> [WORK INSTRUCTIONS]
1. Decide whether each statement agrees with the text on HM Prison Shotts: (a) the rebuilt prison opened in 2012 with a capacity of 538 adult male prisoners; (b) the National Integration Centre takes prisoners serving sentences for sex offences; (c) Kerr House held 59 inmates in February 2007. For each, answer yes or no and quote the deciding words of the text.
2. Write what comes next in the text on HM Prison Shotts, starting after its final sentence.

> [TEXT BLOCK]
HM Prison Shotts is a prison near Shotts, North Lanarkshire, Scotland. It is a prison holding male prisoners with maximum security classification. Shotts exclusively holds prisoners serving a term of 5 years or longer, with some prisoners being transferred from other prisons due to a need for a more secure environment. The original prison was opened in 1978 with a design capacity of 528 inmates; the prison was completely rebuilt and new facilities opened in 2012, with a capacity of 538 adult male prisoners.

National facilities 
Shotts is the location for two national facilities, which provide specialist environments for a range of offenders around Scotland, including those outside the standard "catchment area" for the prison.

National Induction Centre 

The National Integration Centre (NIC) is a national facility providing for prisoners at the start of sentences of at least 8 to 10 years. The function of the centre is to provide an environment which can prepare the inmates for eventual moves to mainstream prisons. The NIC excludes prisoners serving sentences for sex offences. The centre was created to provide for prisoners in the first 3 to 6 months of their sentence, but some stay for up to 2 years with the average stay being approximately 1 year. In February 2007 the centre held 116 inmates.

Kerr House 

Kerr House is a 'top-end facility' located at HMP Shotts. It became the national top-end facility for Scotland in March 2007. It provides accommodation for low-supervision prisoners nearing the end of medium to long sentences (at least 4 year), most of whom have progressed from the mainstream facility at Shotts. The facility provides room for up to 59 inmates and in February 2007 held 46.

> [DATA PROVIDED]
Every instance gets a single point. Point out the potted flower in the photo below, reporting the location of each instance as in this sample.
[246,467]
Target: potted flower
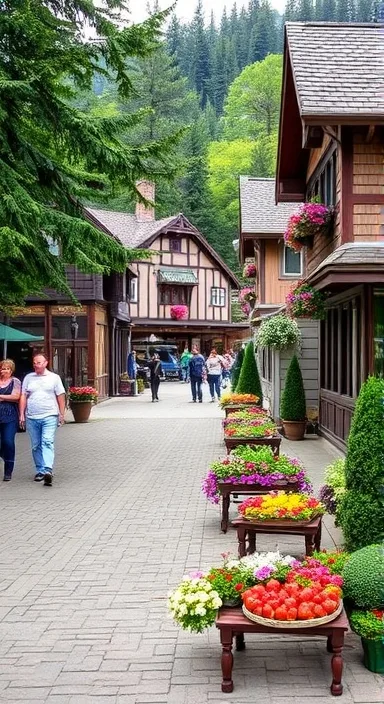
[279,332]
[249,271]
[304,301]
[311,219]
[81,399]
[179,312]
[293,404]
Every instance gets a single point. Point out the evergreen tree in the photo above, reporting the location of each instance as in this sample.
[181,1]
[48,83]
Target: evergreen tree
[52,154]
[249,379]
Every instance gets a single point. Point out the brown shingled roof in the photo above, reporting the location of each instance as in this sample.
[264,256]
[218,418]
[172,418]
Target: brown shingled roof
[338,68]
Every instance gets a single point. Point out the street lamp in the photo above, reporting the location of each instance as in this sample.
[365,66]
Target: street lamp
[74,334]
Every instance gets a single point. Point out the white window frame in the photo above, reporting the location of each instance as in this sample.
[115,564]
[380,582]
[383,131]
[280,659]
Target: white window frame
[133,289]
[218,296]
[289,275]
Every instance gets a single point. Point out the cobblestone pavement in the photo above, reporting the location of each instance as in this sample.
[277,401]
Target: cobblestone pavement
[85,567]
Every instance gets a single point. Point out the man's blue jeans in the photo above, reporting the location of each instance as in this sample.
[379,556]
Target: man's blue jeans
[42,433]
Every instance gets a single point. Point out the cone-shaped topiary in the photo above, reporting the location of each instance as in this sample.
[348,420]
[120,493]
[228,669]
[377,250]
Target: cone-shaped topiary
[293,405]
[237,369]
[361,511]
[249,380]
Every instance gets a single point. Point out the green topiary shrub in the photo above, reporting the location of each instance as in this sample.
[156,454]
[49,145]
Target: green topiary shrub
[363,577]
[361,517]
[293,405]
[237,368]
[249,380]
[364,467]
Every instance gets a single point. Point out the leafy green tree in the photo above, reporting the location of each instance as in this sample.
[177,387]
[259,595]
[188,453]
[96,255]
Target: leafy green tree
[249,380]
[53,155]
[253,102]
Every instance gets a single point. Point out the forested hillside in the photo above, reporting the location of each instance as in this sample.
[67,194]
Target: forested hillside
[212,90]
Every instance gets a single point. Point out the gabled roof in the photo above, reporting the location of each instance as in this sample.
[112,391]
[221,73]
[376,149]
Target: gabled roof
[259,213]
[338,68]
[132,233]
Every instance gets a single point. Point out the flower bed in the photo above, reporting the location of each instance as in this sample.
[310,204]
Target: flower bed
[233,399]
[283,579]
[311,219]
[254,466]
[278,505]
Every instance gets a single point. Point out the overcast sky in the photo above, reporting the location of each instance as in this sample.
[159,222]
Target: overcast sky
[186,8]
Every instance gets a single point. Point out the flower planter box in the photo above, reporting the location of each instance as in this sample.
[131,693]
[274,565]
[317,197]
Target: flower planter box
[226,489]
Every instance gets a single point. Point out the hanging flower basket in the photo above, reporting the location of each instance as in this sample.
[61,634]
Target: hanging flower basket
[278,332]
[179,312]
[249,271]
[304,301]
[311,219]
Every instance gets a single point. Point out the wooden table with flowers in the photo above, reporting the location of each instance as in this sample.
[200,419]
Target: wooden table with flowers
[232,623]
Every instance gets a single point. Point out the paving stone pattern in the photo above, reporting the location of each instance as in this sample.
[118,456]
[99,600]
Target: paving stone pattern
[86,566]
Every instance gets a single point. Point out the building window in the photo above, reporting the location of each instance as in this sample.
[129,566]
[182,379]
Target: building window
[217,296]
[173,295]
[292,262]
[133,286]
[175,245]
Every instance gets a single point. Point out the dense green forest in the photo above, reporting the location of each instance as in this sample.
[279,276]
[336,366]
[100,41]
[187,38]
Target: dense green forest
[212,88]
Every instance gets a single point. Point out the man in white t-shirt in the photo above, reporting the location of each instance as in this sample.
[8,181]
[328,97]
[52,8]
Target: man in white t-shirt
[42,407]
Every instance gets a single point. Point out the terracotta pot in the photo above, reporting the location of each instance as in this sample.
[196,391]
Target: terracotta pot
[81,410]
[294,429]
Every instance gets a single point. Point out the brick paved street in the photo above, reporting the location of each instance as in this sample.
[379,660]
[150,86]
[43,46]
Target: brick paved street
[85,568]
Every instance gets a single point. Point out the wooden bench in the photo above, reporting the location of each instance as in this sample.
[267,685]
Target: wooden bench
[248,531]
[227,489]
[231,623]
[273,441]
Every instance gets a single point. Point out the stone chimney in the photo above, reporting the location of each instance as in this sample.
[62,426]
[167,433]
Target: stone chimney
[145,213]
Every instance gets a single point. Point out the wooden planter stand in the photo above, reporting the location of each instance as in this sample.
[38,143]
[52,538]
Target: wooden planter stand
[227,489]
[231,623]
[247,531]
[273,442]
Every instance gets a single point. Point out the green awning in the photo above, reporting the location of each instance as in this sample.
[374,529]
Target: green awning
[12,335]
[177,276]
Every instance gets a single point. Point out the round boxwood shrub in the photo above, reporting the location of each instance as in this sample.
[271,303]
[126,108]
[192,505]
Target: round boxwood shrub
[361,517]
[363,576]
[293,405]
[249,380]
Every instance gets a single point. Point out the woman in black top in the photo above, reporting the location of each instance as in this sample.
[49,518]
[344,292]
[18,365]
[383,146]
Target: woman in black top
[156,373]
[10,389]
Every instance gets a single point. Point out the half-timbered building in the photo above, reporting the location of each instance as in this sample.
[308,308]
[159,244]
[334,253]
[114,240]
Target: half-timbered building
[331,146]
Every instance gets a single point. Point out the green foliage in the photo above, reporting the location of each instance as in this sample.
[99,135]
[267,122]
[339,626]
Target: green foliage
[363,577]
[361,517]
[364,467]
[367,625]
[293,405]
[53,155]
[237,368]
[249,379]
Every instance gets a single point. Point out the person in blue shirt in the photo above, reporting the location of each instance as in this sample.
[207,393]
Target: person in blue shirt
[196,373]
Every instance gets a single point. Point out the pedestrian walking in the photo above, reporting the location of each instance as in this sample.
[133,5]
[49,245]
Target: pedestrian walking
[184,364]
[10,388]
[156,374]
[42,407]
[196,373]
[215,366]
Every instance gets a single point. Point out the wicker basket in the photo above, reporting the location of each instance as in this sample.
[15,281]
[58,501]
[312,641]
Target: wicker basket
[292,625]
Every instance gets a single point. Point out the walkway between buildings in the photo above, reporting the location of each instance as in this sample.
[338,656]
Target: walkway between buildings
[85,568]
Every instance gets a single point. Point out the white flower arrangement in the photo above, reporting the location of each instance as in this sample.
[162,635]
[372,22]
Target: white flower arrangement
[194,604]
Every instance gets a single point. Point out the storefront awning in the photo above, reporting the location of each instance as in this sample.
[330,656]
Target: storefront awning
[177,276]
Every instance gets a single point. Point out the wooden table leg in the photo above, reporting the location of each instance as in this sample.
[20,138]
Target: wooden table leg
[226,637]
[241,536]
[226,499]
[336,643]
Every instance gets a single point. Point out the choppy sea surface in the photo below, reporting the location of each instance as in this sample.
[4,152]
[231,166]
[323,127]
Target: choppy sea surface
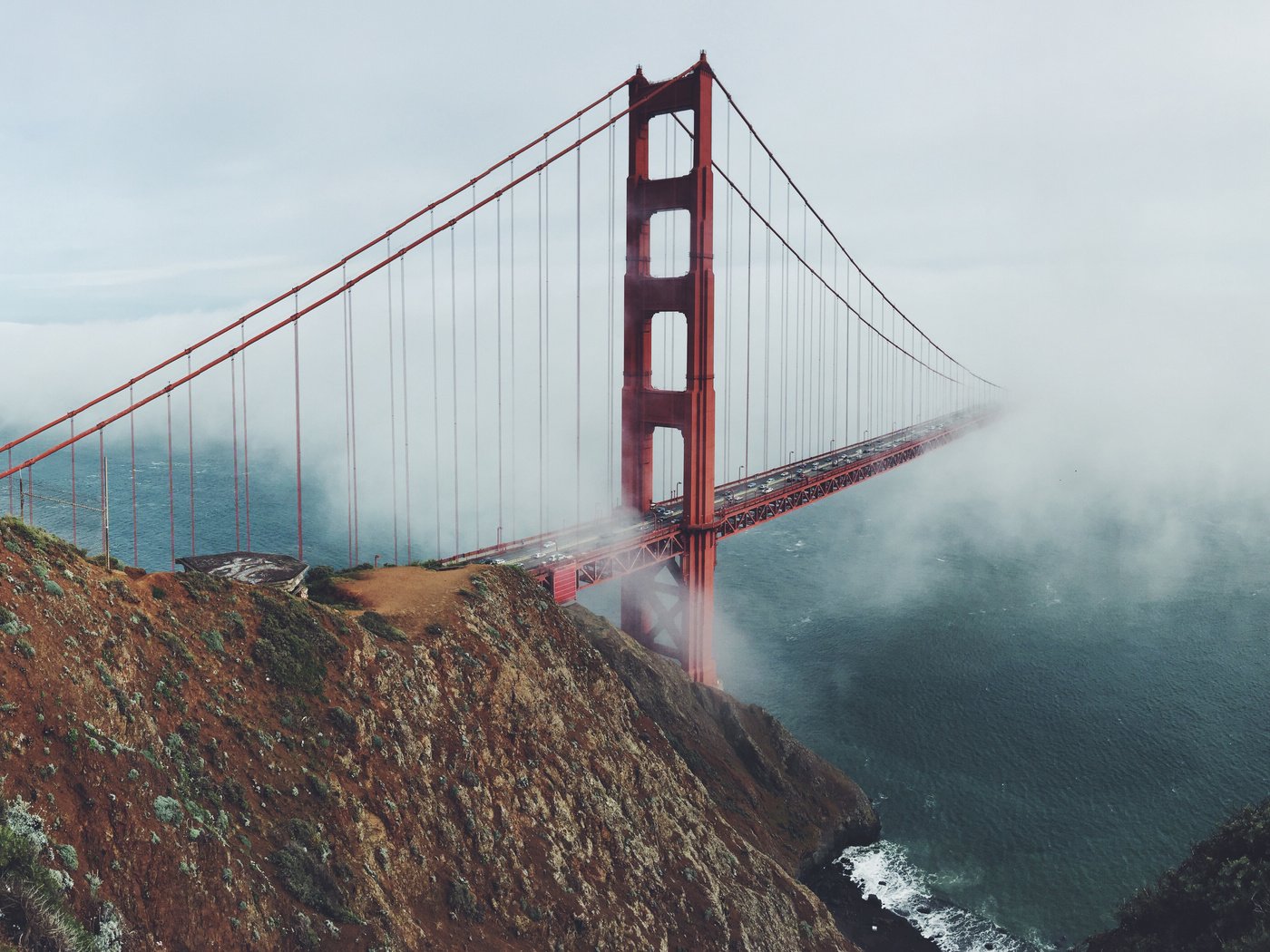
[1048,691]
[1050,685]
[1047,713]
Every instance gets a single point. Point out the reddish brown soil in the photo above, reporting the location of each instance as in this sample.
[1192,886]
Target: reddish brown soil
[478,777]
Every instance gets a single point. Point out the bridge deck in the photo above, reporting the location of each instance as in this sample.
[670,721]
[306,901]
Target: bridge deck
[609,549]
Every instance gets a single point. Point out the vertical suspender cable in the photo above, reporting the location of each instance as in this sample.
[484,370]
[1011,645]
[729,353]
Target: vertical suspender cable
[132,453]
[352,429]
[821,364]
[749,281]
[454,370]
[300,495]
[669,352]
[238,530]
[435,383]
[511,320]
[767,321]
[348,414]
[105,498]
[476,472]
[171,489]
[727,310]
[834,372]
[73,494]
[546,314]
[247,459]
[846,367]
[190,400]
[542,383]
[387,270]
[405,421]
[577,495]
[611,485]
[498,287]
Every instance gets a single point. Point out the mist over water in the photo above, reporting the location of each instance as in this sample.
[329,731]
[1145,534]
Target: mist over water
[1047,711]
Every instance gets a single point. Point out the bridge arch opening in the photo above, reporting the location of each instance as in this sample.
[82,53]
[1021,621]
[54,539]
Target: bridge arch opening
[669,146]
[669,351]
[669,243]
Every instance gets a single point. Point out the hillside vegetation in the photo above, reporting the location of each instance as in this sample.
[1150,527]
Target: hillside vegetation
[188,763]
[1216,899]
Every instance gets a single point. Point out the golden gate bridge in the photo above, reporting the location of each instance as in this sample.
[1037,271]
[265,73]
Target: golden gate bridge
[491,381]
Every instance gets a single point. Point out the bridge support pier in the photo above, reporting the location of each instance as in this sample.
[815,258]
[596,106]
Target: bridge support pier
[689,625]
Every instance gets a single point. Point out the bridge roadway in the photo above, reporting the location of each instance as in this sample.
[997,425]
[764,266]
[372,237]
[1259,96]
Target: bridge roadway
[592,552]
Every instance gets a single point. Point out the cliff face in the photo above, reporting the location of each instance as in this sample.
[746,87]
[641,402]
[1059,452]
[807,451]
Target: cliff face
[1216,899]
[196,764]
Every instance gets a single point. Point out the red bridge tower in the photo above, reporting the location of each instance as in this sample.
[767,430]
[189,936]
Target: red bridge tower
[688,618]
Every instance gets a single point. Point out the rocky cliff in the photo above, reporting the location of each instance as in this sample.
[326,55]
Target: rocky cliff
[450,762]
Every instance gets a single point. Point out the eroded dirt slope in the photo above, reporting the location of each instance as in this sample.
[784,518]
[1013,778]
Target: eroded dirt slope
[232,768]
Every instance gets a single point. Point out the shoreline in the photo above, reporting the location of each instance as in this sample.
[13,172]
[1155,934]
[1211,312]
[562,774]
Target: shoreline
[863,919]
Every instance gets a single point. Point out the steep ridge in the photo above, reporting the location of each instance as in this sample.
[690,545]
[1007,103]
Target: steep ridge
[190,763]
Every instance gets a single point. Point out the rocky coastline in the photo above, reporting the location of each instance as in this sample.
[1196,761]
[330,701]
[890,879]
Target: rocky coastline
[442,761]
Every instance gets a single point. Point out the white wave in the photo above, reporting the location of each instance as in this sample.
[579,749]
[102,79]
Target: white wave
[883,869]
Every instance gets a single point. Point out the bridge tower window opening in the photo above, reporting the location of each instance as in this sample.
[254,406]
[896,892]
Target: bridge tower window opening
[669,145]
[669,243]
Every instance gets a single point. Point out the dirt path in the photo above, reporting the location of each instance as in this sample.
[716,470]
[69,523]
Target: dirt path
[410,596]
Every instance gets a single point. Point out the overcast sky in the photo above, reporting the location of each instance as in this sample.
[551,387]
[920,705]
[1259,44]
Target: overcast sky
[1070,197]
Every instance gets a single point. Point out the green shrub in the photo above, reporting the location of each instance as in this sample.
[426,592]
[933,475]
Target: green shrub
[1219,890]
[292,646]
[381,627]
[169,810]
[311,882]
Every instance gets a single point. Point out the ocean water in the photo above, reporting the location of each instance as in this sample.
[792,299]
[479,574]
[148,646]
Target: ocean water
[1048,685]
[1045,711]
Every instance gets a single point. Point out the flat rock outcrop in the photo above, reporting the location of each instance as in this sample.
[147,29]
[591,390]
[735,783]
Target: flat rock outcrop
[190,763]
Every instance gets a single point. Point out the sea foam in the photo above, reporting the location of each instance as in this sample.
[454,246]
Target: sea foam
[883,869]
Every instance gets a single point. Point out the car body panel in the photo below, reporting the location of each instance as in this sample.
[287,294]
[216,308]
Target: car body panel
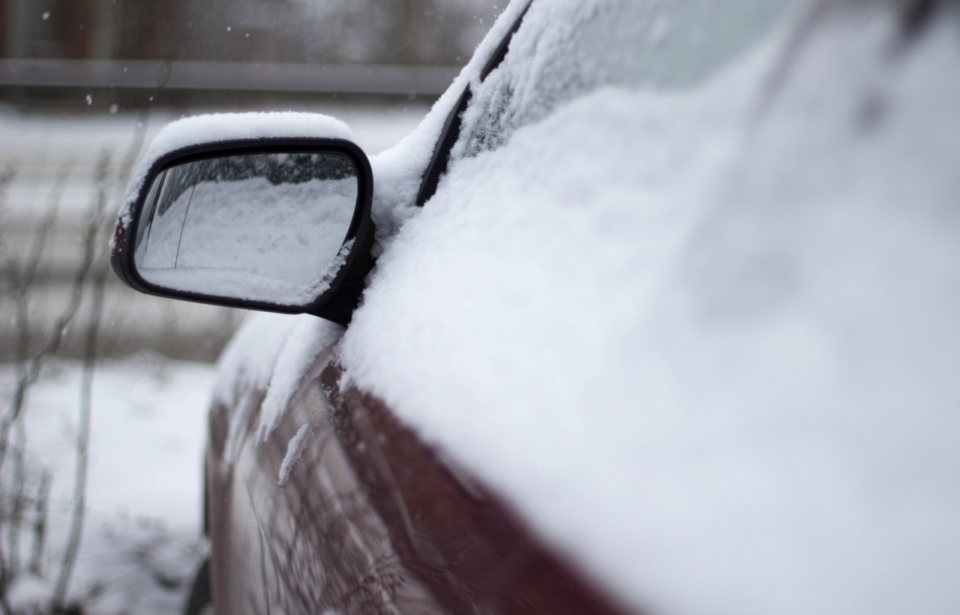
[367,519]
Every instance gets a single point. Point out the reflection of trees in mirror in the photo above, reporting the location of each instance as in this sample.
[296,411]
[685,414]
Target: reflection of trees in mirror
[279,168]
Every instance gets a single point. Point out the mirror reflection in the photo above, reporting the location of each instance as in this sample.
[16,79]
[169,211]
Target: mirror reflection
[265,227]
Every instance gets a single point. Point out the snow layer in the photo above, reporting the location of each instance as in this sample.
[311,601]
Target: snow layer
[706,343]
[250,239]
[228,126]
[269,353]
[294,450]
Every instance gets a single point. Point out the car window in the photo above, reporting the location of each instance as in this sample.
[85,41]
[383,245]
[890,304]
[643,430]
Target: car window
[566,49]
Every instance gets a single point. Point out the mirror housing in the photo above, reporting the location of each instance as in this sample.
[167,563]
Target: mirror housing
[342,282]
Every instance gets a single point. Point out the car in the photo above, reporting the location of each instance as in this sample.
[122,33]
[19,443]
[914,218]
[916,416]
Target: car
[655,312]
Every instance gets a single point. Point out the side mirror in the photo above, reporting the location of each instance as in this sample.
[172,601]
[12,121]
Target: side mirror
[279,225]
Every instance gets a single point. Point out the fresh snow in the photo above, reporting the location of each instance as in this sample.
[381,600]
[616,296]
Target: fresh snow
[705,343]
[294,450]
[216,127]
[142,540]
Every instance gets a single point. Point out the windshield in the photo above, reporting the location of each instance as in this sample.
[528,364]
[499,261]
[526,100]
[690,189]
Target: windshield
[562,52]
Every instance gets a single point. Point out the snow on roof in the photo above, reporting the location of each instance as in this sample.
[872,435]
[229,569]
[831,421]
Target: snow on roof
[708,349]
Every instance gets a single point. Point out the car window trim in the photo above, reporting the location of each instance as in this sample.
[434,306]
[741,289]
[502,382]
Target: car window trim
[453,124]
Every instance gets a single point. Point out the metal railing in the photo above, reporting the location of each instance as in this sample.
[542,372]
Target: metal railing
[194,75]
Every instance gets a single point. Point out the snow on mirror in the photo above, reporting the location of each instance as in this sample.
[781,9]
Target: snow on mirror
[261,227]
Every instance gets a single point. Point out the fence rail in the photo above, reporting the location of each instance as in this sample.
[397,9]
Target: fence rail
[276,77]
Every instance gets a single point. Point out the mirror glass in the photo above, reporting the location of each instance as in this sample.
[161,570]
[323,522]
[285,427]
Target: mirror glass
[263,227]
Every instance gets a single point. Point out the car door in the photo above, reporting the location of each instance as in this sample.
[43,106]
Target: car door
[342,508]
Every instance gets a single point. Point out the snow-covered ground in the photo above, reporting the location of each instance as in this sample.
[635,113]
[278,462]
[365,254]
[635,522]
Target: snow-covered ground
[40,145]
[142,535]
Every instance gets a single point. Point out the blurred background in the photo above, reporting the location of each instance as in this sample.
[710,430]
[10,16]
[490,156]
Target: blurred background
[103,390]
[84,85]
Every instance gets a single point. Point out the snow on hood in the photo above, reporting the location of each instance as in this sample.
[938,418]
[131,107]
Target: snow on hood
[707,347]
[216,127]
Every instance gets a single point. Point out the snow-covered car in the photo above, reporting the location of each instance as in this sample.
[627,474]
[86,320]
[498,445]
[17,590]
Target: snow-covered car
[658,311]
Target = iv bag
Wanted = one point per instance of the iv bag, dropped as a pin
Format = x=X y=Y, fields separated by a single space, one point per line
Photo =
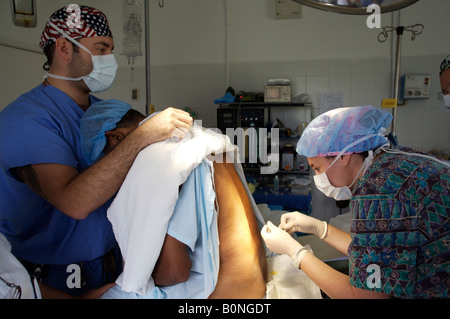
x=132 y=29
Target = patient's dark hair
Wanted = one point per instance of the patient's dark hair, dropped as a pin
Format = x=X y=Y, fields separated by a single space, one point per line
x=131 y=118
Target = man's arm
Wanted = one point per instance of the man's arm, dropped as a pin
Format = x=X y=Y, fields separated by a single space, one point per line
x=78 y=194
x=173 y=265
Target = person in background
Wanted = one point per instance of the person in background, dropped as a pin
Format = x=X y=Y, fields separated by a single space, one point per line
x=444 y=76
x=399 y=244
x=52 y=204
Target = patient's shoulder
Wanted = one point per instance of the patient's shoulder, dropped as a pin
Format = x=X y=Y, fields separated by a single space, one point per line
x=243 y=265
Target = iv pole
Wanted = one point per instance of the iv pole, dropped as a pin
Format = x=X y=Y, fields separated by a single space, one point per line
x=382 y=36
x=147 y=57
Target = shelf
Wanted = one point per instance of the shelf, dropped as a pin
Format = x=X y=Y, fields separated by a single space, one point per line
x=265 y=104
x=258 y=169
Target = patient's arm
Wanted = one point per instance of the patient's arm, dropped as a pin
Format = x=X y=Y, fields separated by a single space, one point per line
x=173 y=265
x=243 y=265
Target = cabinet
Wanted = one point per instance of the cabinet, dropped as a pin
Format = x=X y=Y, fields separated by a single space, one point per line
x=257 y=116
x=254 y=120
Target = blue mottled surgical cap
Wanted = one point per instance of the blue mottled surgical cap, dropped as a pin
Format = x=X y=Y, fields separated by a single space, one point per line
x=333 y=131
x=99 y=118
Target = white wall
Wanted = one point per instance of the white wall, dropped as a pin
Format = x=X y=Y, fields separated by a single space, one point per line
x=321 y=52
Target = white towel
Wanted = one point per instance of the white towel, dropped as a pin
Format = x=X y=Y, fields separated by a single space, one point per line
x=144 y=204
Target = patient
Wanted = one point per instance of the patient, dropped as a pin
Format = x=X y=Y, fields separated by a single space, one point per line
x=243 y=266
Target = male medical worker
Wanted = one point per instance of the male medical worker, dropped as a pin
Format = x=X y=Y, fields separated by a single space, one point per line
x=52 y=205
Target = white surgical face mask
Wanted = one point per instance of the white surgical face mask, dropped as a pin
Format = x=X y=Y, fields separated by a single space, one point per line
x=339 y=193
x=446 y=99
x=343 y=193
x=104 y=68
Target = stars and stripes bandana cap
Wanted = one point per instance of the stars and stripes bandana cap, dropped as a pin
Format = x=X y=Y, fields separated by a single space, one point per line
x=77 y=22
x=445 y=64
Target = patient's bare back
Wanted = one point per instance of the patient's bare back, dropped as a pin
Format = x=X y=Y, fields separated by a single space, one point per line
x=243 y=265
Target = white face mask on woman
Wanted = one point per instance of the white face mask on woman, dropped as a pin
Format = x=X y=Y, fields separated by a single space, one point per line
x=339 y=193
x=104 y=68
x=342 y=193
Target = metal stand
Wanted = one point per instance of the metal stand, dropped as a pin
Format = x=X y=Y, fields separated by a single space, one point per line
x=382 y=36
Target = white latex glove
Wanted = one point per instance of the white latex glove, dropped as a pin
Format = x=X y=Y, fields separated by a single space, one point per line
x=298 y=222
x=280 y=242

> [RESPONSES IN ORDER]
1.
(a) Yes: "the prison was completely rebuilt and new facilities opened in 2012, with a capacity of 538 adult male prisoners"
(b) No: "The NIC excludes prisoners serving sentences for sex offences."
(c) No: "The facility provides room for up to 59 inmates and in February 2007 held 46."

2.
Accommodation 

HMP Shotts contains 6 accommodation units, including a Segregation Unit and the two National Facilities. 'B' and 'C' halls are the mainstream halls holding prisoners from the National Induction Centre or other nearby prisons. 'D' hall is a non-sex offender protection unit which houses inmates who have asked to be removed from mainstream circulation for their own protection. The NIC, 'B', 'C' and 'D' halls are almost identical in design, providing accommodation for approximately 120 prisoners. The Segregation Unit houses up to 12 inmates, from Shotts and other prisons around Scotland, who have been removed from general prison populations.

When inspected by HM Inspectorate of Prisons in February 2007, Shotts held a total of 512 prisoners. During an inspection in February 2007, the units held the following number of prisoners:

Shotts prison was completely rebuilt in 2012, with a capacity of 553 adult male prisoners.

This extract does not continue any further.